Task directions: Reproduce, word for word, every line starting at the line that contains "Would you be able to locate the photographer" and ending with the final line of the entries.

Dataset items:
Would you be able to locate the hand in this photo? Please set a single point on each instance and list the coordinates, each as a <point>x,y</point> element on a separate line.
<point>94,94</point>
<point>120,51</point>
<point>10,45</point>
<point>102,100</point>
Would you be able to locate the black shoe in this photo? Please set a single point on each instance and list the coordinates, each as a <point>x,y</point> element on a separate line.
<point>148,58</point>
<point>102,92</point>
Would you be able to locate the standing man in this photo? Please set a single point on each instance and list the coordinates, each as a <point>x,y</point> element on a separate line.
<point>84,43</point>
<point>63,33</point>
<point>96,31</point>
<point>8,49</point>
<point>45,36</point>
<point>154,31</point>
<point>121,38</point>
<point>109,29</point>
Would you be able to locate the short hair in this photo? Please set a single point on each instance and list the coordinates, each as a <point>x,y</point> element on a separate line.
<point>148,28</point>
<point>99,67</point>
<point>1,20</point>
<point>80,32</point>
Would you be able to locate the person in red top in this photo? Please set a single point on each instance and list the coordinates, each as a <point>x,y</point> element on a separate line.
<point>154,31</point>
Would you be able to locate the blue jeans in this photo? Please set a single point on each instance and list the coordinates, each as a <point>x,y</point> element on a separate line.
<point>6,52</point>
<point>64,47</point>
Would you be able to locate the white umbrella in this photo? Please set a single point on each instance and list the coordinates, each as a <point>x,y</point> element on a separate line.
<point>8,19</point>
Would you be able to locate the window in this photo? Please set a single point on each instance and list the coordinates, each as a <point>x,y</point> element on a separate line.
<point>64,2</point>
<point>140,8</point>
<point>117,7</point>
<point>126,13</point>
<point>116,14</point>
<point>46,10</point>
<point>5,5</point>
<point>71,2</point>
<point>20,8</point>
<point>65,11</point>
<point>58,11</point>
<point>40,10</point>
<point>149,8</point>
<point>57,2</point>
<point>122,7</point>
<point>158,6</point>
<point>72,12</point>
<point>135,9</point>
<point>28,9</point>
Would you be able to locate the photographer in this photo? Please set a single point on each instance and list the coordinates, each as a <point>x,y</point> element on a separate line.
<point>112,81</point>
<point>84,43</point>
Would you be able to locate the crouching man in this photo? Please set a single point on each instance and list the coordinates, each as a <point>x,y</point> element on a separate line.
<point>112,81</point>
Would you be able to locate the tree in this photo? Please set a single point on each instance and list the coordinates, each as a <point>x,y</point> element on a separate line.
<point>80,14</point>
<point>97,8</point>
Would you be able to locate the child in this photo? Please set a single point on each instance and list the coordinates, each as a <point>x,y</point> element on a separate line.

Output for this exercise:
Would you be able to locate the photographer in this photo? Please set a single point on each instance and list the coordinates, each as a <point>x,y</point> element on a separate line.
<point>112,81</point>
<point>84,43</point>
Would you be able to locate the crouching man in this photo? Please set a single point on each instance and list the coordinates, each as a <point>x,y</point> element on a separate line.
<point>112,81</point>
Would you be able to locate the tree in this photo? Please set a single point on each instance and list the coordinates, each as a <point>x,y</point> element on a separate line.
<point>80,14</point>
<point>97,8</point>
Would you be able to locate the child in this photo? Please set a single point on each instance and list the coordinates, each as a <point>x,y</point> element on a separate line.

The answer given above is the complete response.